» **YOUR OBJECTIVE**
Pick up the Saturday five-senses blog entry below after its final sentence and continue writing it.

"God showed me something small, no bigger than a hazelnut, lying in the palm of my hand… and it was round as a ball. I looked at it with the eye of my understanding and thought: 'What can this be?' And it was generally answered thus: 'It is all that was made.' It was so small I thought it might disappear, but I was answered... everything has being through the love of God." --Julian of Norwich

Saturday, March 15, 2014

Five-Sense [Saturday]

Hearing:  A small hand jiggling the doorknob to her room, then pushing into my room; with elbows perched on the edge of my bed, chin in hands, "Mama, Mommy, Mama;" the click of the light as I turn it on in her room, then the rustling of pages and telling of stories as I fall back under the covers for 30 more precious minutes before the "Mama, I'm hungwy."
Seeing:  Brightness as my eyes adjust to the lights; gluten-free frozen bagels in the glow of the toaster oven; clean Fiestaware and IKEA plastic dishes to put away bright and colorful in the dishwasher and cabinets; the blue glow of the computer screen and the blue glow of the "f" logo of my favorite social media site, my morning wake-up ritual (for better or for worse); my own hugely round profile in the mirror.

» **EXTRACTED RECORDS**
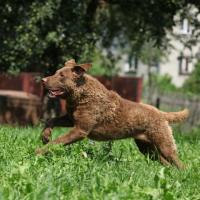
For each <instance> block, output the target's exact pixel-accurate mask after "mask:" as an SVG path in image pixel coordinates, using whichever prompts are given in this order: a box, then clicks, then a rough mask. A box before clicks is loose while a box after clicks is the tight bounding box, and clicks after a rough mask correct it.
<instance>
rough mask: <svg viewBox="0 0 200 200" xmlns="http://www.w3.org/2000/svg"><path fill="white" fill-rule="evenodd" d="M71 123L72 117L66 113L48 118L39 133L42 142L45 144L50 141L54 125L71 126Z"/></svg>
mask: <svg viewBox="0 0 200 200" xmlns="http://www.w3.org/2000/svg"><path fill="white" fill-rule="evenodd" d="M73 125H74V124H73V121H72V119H71V118H70V117H69V116H68V115H67V114H66V115H64V116H61V117H56V118H53V119H50V120H48V121H47V122H46V123H45V127H44V129H43V131H42V134H41V138H42V142H43V144H47V143H48V142H49V141H50V138H51V135H52V129H53V127H56V126H63V127H72V126H73Z"/></svg>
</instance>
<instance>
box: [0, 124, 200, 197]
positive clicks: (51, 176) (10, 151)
mask: <svg viewBox="0 0 200 200" xmlns="http://www.w3.org/2000/svg"><path fill="white" fill-rule="evenodd" d="M40 131H41V127H34V128H31V127H27V128H19V127H16V128H11V127H8V126H1V127H0V199H17V200H18V199H20V200H21V199H36V200H38V199H42V200H44V199H48V200H50V199H67V200H68V199H73V200H76V199H82V200H85V199H95V200H96V199H114V200H117V199H120V200H121V199H124V200H127V199H137V200H138V199H167V200H172V199H180V200H183V199H188V200H195V199H200V189H199V187H200V133H199V134H198V130H196V133H190V134H187V135H181V134H180V132H179V131H176V132H179V133H176V141H177V146H178V149H179V155H180V158H181V160H182V161H183V162H184V163H185V164H186V165H187V169H186V170H184V171H178V170H177V169H175V168H173V167H163V166H162V165H160V164H159V163H157V162H152V161H150V160H148V159H145V158H144V156H142V155H141V154H140V153H139V152H138V150H137V148H136V146H135V144H134V143H133V140H132V139H127V140H121V141H115V142H114V143H113V144H112V151H110V152H109V151H108V149H109V146H108V143H105V142H95V143H94V142H91V141H90V140H85V141H82V142H79V143H75V144H73V145H69V146H66V147H60V146H57V147H55V148H54V149H53V150H51V151H50V153H48V155H46V156H36V155H35V153H34V151H35V149H36V148H37V147H39V146H42V143H41V141H40V139H39V134H40ZM64 131H65V129H55V131H54V136H56V135H59V133H63V132H64Z"/></svg>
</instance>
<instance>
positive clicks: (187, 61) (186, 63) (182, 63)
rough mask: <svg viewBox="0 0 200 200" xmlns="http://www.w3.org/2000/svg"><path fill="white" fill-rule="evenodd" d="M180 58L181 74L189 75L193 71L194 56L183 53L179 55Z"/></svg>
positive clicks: (179, 58) (181, 53) (179, 60)
mask: <svg viewBox="0 0 200 200" xmlns="http://www.w3.org/2000/svg"><path fill="white" fill-rule="evenodd" d="M178 60H179V74H180V75H189V74H191V72H192V67H193V64H192V57H191V56H184V55H183V54H182V53H181V55H180V56H179V57H178Z"/></svg>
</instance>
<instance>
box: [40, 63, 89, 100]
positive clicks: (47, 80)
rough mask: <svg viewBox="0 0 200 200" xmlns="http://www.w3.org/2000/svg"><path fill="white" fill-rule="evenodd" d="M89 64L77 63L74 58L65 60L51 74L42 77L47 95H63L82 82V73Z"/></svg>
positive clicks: (88, 67) (82, 72)
mask: <svg viewBox="0 0 200 200" xmlns="http://www.w3.org/2000/svg"><path fill="white" fill-rule="evenodd" d="M90 67H91V64H88V63H87V64H77V63H76V62H75V60H74V59H71V60H69V61H67V62H65V65H64V67H62V68H61V69H59V70H57V71H56V73H55V74H54V75H52V76H48V77H45V78H43V79H42V82H43V84H44V86H45V87H46V89H48V90H49V97H51V98H55V97H64V96H65V95H66V93H67V92H69V91H71V90H73V89H74V88H75V87H78V86H79V85H81V84H83V83H84V73H85V72H86V71H87V70H88V69H89V68H90Z"/></svg>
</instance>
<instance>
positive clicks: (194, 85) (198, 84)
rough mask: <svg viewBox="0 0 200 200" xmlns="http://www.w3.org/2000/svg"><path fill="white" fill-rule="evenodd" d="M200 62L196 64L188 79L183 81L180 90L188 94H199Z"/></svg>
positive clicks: (199, 93) (199, 84)
mask: <svg viewBox="0 0 200 200" xmlns="http://www.w3.org/2000/svg"><path fill="white" fill-rule="evenodd" d="M199 86H200V62H199V63H197V64H196V66H195V69H194V70H193V72H192V74H191V75H190V77H189V78H188V79H187V80H186V81H185V83H184V85H183V88H182V90H183V91H184V92H187V93H189V94H197V95H199V94H200V87H199Z"/></svg>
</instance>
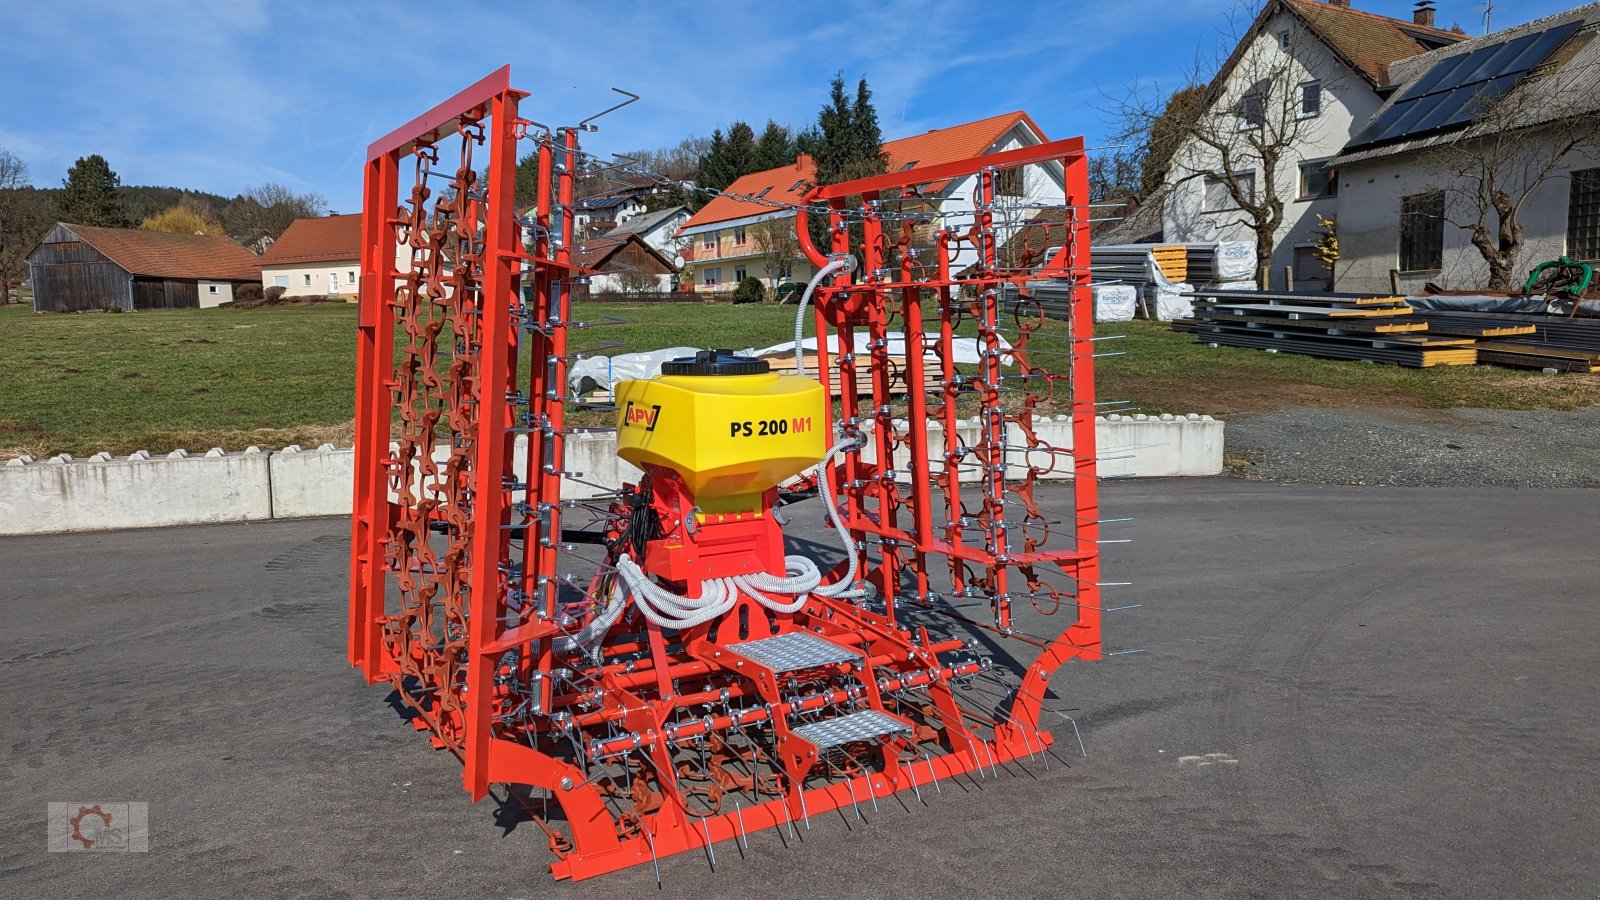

» **OUTPUT FOR THIS TASK**
Smelling:  Last night's Mango Chow bowl; sweetness of honey spread on L's bagel; the clean smell of other people's detergent on my haul of new clothes from a clothing swap last night (best idea ever, by the way--even when I was the only preggo there); diapers (always diapers, and recently it's the baby-powdery smell of Pampers, because I've fallen off the cloth wagon in the past months); the fresh rain-washed air on my walk to "work."
Tasting: A flat sesame bagel with cream cheese; a butter croissant with many-berry jam; the smoothest decaf coffee light and sweet.
Feeling: Smooth dishes, sticky honey, the heaviness, pressing and rolling of an eight-months baby inside, the tired, sticky, puffy feeling below my eyes, and the gratefulness for quotes like this that give all of this slow daily work meaning:
For example, the mother who stays home with small children experiences a very real withdrawal from the world. Her existence is definitely monastic. Her tasks and preoccupations remove her from the centres of power and social importance. And she feels it. Moreover her sustained contact with young children (the mildest of the mild) gives her a privileged opportunity to be in harmony with the mild, that is, to attune herself to the powerlessness rather than to the powerful.” – Ronald Rolheiser, quoted by Beth at Red and Honey (also here)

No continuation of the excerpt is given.